*Consegna 1:* Esprimi come elenco JSON di stringhe le righe che seguono il testo, dalla riga contenente "Where can the white car" fino all'ultima di esse, estremi inclusi. Usa una stringa per ogni riga e ometti quelle vuote.
:: Estratto del documento ::
Rifondazione. Scenari del dopo scissione

Mentre, alla fine della settimana passata, ponevo per iscritto alcune riflessioni sulla crisi di governo non prevedevo che la spaccatura del PRC si sarebbe determinata con la velocità e la durezza che, nei giorni seguenti, abbiamo verificato né, per la verità, la davo per scontata.
Può essere interessante notare che, nonostante questa scissione del PRC, uno degli scenari ipotizzati nell'articolo precedente si è realizzato e, cioè, la caduta del governo e una situazione parlamentare tale da rendere probabile, se non certo, il ricorso ad un governo tecnico.
Dobbiamo, a questo punto, interrogarci non tanto e non solo sulle ragioni profonde della scissione del PRC, che sono abbastanza note, quanto sulla sua interna dinamica e sui suoi probabili effetti sul "popolo di sinistra".
La componente cossuttiana del PRC, come è noto, ha rotto la disciplina e l'unità del partito infrangendo il mito dell'obbedienza dei gruppi parlamentari comunisti alla direzione politica ed ha, in questo modo, dimostrato che, nonostante rivendichi l'eredità del PCI, i tempi nei quali i comunisti sapevano obbedir tacendo sono passati definitivamente.
Con la rottura i cossuttiani si sono sottratti a mesi di confronto interno al PRC e ad un congresso che li avrebbe, con ogni probabilità, visti ridimensionati. Inoltre possono mettere a profitto il loro controllo sul gruppo parlamentare, su molti eletti a livello locale, su settori di apparato politico e sindacale e portare in dote all'ulivo non solo un gruppo di vertice, come hanno fatto anni addietro i Comunisti Unitari, ma una struttura sufficientemente consistente ed articolata da essere interessante per un DS che, a furia di trasformarsi in un partito leggero, rischia di diventare ectoplasmatico.
:::
:: Righe grezze ::
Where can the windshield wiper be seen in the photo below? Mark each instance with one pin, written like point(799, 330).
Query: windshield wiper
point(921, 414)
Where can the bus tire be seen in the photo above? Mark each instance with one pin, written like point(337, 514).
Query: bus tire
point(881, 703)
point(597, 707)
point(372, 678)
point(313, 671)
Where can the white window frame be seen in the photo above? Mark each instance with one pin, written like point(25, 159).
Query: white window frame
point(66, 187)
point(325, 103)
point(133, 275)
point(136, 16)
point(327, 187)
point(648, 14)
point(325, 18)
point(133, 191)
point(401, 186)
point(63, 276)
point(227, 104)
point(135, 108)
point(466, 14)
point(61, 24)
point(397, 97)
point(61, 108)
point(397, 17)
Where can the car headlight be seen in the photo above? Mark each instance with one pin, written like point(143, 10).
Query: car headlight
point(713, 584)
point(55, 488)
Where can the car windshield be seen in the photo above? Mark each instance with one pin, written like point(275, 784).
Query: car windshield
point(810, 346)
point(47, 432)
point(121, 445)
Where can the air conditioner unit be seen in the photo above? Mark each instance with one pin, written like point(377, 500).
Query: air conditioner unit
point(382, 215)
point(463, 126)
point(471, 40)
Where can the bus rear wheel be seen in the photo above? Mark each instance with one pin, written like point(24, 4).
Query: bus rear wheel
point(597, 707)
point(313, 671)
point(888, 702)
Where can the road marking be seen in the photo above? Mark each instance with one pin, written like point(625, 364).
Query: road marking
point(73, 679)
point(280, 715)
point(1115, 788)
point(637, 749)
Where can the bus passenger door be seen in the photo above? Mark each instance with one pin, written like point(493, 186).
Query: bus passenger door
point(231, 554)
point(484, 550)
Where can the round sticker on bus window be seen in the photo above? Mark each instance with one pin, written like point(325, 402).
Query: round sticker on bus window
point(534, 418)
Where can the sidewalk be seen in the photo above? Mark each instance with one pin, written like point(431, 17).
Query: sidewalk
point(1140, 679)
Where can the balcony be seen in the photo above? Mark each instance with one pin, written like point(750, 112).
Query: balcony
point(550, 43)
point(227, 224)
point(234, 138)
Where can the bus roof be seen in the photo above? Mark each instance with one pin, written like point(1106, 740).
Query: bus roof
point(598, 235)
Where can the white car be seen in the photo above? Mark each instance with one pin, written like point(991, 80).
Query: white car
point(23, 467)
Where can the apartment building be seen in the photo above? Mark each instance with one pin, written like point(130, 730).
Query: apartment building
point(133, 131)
:::
*Consegna 2:* Secondo l'estratto del documento, quale componente del PRC ha rotto la disciplina e l'unità del partito?

*Risposta completa 1:*
[
  "Where can the white car be seen in the photo above? Mark each instance with one pin, written like point(991, 80).",
  "Query: white car",
  "point(23, 467)",
  "Where can the apartment building be seen in the photo above? Mark each instance with one pin, written like point(130, 730).",
  "Query: apartment building",
  "point(133, 131)"
]

*Risposta completa 2:* La componente cossuttiana.